Data extracts: Begin
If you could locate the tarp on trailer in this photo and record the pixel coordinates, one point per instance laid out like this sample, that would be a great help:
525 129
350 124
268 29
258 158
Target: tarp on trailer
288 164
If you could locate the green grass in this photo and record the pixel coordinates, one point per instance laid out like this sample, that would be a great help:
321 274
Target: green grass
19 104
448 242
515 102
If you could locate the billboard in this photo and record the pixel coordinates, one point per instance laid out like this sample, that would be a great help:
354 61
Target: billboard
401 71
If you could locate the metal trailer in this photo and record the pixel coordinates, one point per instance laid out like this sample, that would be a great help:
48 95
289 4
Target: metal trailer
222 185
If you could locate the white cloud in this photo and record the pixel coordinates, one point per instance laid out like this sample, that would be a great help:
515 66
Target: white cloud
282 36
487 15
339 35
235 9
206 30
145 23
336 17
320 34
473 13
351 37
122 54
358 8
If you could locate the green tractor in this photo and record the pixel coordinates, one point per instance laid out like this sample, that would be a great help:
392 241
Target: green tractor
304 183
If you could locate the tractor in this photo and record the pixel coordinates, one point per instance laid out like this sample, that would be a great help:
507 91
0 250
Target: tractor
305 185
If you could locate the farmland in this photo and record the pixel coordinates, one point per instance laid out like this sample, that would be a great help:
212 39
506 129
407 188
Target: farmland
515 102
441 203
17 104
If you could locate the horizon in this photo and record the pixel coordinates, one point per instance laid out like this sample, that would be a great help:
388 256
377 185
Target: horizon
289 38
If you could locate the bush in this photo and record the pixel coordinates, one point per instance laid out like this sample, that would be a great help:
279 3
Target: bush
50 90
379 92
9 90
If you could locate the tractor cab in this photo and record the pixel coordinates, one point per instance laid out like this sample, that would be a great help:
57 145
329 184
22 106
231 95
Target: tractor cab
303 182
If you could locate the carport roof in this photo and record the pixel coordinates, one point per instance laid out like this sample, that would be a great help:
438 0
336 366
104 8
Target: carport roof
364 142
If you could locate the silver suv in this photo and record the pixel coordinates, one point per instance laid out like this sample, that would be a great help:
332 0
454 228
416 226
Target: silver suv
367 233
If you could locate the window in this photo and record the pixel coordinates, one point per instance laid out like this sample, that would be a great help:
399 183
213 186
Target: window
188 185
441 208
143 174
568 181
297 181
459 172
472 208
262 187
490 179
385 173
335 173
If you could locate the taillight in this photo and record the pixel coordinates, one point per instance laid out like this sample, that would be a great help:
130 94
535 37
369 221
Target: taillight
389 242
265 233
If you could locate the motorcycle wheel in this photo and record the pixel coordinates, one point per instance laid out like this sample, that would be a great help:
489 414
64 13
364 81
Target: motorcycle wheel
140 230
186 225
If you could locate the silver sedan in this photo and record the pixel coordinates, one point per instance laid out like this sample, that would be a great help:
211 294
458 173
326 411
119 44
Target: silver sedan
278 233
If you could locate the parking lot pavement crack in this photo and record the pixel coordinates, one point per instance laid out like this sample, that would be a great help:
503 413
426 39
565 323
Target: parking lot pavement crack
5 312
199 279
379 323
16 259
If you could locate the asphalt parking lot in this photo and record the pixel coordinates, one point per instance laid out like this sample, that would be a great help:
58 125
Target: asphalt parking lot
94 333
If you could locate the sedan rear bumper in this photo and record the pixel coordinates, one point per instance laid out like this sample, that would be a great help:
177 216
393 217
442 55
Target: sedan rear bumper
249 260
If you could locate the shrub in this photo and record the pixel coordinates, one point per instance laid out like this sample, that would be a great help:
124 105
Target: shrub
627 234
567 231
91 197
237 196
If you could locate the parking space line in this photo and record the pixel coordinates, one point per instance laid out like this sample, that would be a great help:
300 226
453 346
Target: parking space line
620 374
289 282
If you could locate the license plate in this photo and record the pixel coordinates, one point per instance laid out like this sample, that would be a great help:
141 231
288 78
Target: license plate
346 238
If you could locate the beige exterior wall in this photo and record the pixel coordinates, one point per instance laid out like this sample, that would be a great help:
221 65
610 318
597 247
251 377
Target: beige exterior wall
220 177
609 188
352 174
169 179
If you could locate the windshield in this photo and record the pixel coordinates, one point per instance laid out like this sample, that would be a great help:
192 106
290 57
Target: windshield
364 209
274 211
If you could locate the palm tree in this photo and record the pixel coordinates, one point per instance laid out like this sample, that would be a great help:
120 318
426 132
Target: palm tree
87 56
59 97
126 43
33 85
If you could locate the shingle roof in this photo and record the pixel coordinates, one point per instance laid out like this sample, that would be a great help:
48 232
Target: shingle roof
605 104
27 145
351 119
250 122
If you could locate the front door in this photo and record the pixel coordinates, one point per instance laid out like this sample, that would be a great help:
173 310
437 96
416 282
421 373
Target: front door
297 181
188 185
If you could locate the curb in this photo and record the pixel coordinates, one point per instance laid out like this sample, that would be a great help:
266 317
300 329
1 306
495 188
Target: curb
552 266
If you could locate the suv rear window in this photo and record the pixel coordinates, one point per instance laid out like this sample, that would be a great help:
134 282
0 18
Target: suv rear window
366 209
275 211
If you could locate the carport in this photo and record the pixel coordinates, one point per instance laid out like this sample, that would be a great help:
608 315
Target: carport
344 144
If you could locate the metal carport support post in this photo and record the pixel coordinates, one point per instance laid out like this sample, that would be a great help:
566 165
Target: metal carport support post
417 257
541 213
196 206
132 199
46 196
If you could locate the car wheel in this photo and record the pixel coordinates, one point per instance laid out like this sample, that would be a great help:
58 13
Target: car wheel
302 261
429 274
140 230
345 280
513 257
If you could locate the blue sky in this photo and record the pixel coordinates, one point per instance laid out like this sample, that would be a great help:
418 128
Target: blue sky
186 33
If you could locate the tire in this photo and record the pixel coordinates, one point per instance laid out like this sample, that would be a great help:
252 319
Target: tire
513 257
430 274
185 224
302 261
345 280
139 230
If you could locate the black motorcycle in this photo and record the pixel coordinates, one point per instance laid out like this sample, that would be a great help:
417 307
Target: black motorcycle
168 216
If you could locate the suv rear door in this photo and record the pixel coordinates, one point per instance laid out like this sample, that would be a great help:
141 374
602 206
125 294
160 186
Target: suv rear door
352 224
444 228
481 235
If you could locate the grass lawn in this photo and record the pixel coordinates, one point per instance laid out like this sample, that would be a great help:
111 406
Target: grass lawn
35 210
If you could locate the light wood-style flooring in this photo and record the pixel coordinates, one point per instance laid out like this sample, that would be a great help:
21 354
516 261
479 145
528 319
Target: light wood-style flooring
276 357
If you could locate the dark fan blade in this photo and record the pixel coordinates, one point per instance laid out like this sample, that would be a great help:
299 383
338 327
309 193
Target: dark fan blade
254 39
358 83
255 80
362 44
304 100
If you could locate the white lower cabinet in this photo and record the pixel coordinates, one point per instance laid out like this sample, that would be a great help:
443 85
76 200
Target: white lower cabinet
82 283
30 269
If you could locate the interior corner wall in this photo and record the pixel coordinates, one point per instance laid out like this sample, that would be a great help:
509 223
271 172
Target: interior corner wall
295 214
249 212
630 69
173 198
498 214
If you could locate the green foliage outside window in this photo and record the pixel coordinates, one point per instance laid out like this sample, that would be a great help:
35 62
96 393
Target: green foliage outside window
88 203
Data extracts: End
» **Task instructions**
Give the records back in full, word for word.

» **Solution to this task**
If you could locate the tarp on trailer in this photo and record the pixel coordinates, one point per instance laid out like this sample, that would be a great help:
525 129
350 124
268 29
258 158
Target: tarp on trailer
288 164
If you could locate the green grass in this photo and record the pixel coordinates, one point per instance laid out like this sample, that would be a great help:
321 274
Target: green grass
19 104
448 242
515 102
If you could locate the billboard in this photo and record the pixel coordinates, one point per instance laid out like this sample, that would be a great help:
354 61
Target: billboard
401 71
If you could locate the metal trailer in this photo and record the pixel coordinates, one point per instance laid out like this sample, that would be a great help:
48 95
289 4
Target: metal trailer
222 185
If you could locate the white cloud in this photo and record the pixel coordinates, one point per instance laid out like this sample, that would be a great help:
515 66
Target: white cloud
282 36
487 15
339 35
235 9
206 30
145 23
336 17
320 34
473 13
351 37
122 54
358 8
If you could locate the green tractor in this photo and record the pixel coordinates, one point per instance laid out like this sample, that would be a great help:
392 241
Target: green tractor
304 183
If you could locate the tractor in this photo and record the pixel coordinates, one point per instance laid out like this sample, that would be a great help:
507 91
0 250
Target: tractor
305 185
If you could locate the farmland in this photo and record the pixel coordinates, one point per instance laid out like this sample, that would be a great help:
212 39
506 129
407 188
Target: farmland
515 102
441 203
17 104
If you could locate the horizon in this photo and record the pixel coordinates, one point per instance laid out like this sample, that would be a great help:
388 256
377 185
Target: horizon
289 38
If you could locate the bush in this photo and record the pixel coordinates, one point per instance laid out like this sample, that would be a great help:
279 3
Target: bush
50 90
379 92
9 90
If you could locate the tractor cab in this photo and record the pixel coordinates, one point per instance laid out like this sample, that would be a great help:
57 145
329 184
22 106
231 95
Target: tractor cab
303 182
If you could locate the carport roof in this photo and record the pixel coordinates, one point per instance laid out like this sample, that would be a great help:
438 0
336 366
104 8
Target: carport roof
364 142
If you could locate the silver suv in this photo and record the pixel coordinates, one point per instance laid out like this sample, that would be a great help:
332 0
454 228
416 226
Target: silver suv
367 233
If you could locate the window in this photo and record the pixel coordinates, one point per instance laid out like this sample, that would be a great help:
399 183
213 186
Target: window
188 185
441 208
143 174
568 181
297 181
459 172
472 208
262 187
490 179
385 173
335 173
If you could locate the taillight in this photo and record the pixel coordinates, one point per instance laid out like this sample, that would be a great help:
130 94
535 37
369 221
Target: taillight
389 242
265 233
If you could locate the motorcycle wheel in this photo and record the pixel coordinates, one point per instance laid out like this sample, that would be a great help:
489 414
64 13
364 81
Target: motorcycle wheel
140 230
186 225
If you could locate the silver sedan in this photo and record the pixel coordinates, one point per instance laid out like this sample, that would be a great help:
211 294
458 173
326 411
119 44
Target: silver sedan
278 233
If you could locate the parking lot pavement crack in this photo and record the pixel coordinates, one point per instance laid out like this sample, that would be a great help:
503 413
426 39
565 323
Target: parking lot pavement crack
5 312
199 279
379 323
16 259
If you could locate the asphalt parking lot in this photo and record the pixel coordinates, one point per instance laid out like this sample, that would be a great help:
58 125
Target: asphalt parking lot
94 333
If you could locate the sedan rear bumper in this photo and record the pixel coordinates, one point per instance laid out like this sample, that would be a great help:
177 216
393 217
442 55
Target: sedan rear bumper
249 260
If you could locate the shrub in this photo and record the pixel coordinates, one point per instance laid out like this sample, that would be a great help:
124 105
Target: shrub
627 234
567 231
91 197
237 196
If you could locate the parking space line in this photo and record the pixel coordinates, one point per instance laid out like this sample, that would be a great help:
300 226
453 346
Target: parking space line
620 374
289 282
If you could locate the license plate in this photo and record the pixel coordinates, one point per instance laid out like this sample, that would be a great help:
141 231
288 78
Target: license plate
346 238
If you could locate the beige exterior wall in this photo and record the pixel coordinates, one point per instance laid out like this sample, that would be a great help:
221 65
610 318
597 247
251 377
Target: beige exterior wall
220 177
609 188
352 174
169 179
If you could locate the windshield in this photo and record the pixel coordinates, one point per instance laid out like this sample, that would be a great help:
192 106
290 57
Target: windshield
364 209
274 211
If you could locate the palm tree in this photo and record the pixel coordinates, one point per instance laid out like this sample, that would be a great help:
120 318
426 132
Target: palm tree
87 56
59 97
126 43
33 85
If you could locate the shingle roof in this photo and record the pixel coordinates, one point per instance laid out like this sample, that would be a great help:
48 232
Target: shingle roof
605 104
27 145
351 119
250 122
If you could locate the front door in this photo and record the pixel coordinates, one point per instance laid out like this sample, that would be a great help:
173 310
437 96
416 282
421 373
Target: front door
297 181
188 185
If you could locate the curb in this photo and record the pixel coordinates, one point per instance laid out like this sample, that would be a great help:
266 317
300 329
1 306
495 188
Target: curb
552 266
If you could locate the suv rear window in this photo and record the pixel coordinates, one point per instance laid out like this sample, that would be a great help:
134 282
0 18
Target: suv rear window
366 209
275 211
If you could locate the carport in this photo and record the pixel coordinates, one point per instance laid out like this sample, that would be a great help:
608 315
Target: carport
344 144
If you could locate the metal carport support post in this photo and record the pixel coordinates, one point per instance laid out like this sample, that would be a great help:
566 165
Target: metal carport support post
417 257
541 213
196 206
132 199
46 196
If you could locate the car wheel in this photo and record the pixel coordinates, one point per instance laid out like this sample, that would be a great help:
58 13
Target: car wheel
302 261
429 274
140 230
345 280
513 257
If you could locate the blue sky in this photo and record the pixel coordinates, one point per instance laid out like this sample, that would be a great help:
418 128
Target: blue sky
186 33
If you could locate the tire in this photo and record the pixel coordinates, one point per instance laid out like this sample, that would be a great help:
252 319
Target: tire
513 257
430 274
185 224
302 261
345 280
139 230
If you could locate the black motorcycle in this photo and record the pixel coordinates, one point per instance laid out like this sample, that would be a great help:
417 307
Target: black motorcycle
168 216
If you could locate the suv rear door in this photo and record the pixel coordinates, one point per instance laid out like this sample, that would be a great help:
141 374
602 206
125 294
160 186
Target: suv rear door
352 224
444 228
481 235
If you could locate the grass lawn in this photo and record the pixel coordinates, one point per instance laid out like this sample, that would be a great help:
111 406
Target: grass lawn
35 210
If you could locate the light wood-style flooring in this photo and record the pixel coordinates, one point per instance laid out like this sample, that would be a great help:
21 354
516 261
479 145
528 319
Target: light wood-style flooring
276 357
If you could locate the dark fan blade in this photo and record the pixel coordinates, one point per instance laid out like this sample, that would be a great help:
299 383
338 327
309 193
Target: dark fan blade
254 39
358 83
255 80
362 44
304 100
If you could locate the white lower cabinet in this photo and record the pixel coordinates, one point per instance laid out like this sample, that would be a great help:
443 85
76 200
Target: white lower cabinet
82 283
30 269
If you could locate the interior corner wall in this photo and record the pixel coordinates, one point per instance laid out like this sample, that would be a great help:
509 223
271 172
Target: interior corner wall
295 214
249 212
630 69
173 198
498 214
If you could locate the green foliage outside window in this photo and record the pixel coordinates, one point per instance laid out like this sample, that would be a great help:
35 62
96 393
Target: green foliage outside window
88 203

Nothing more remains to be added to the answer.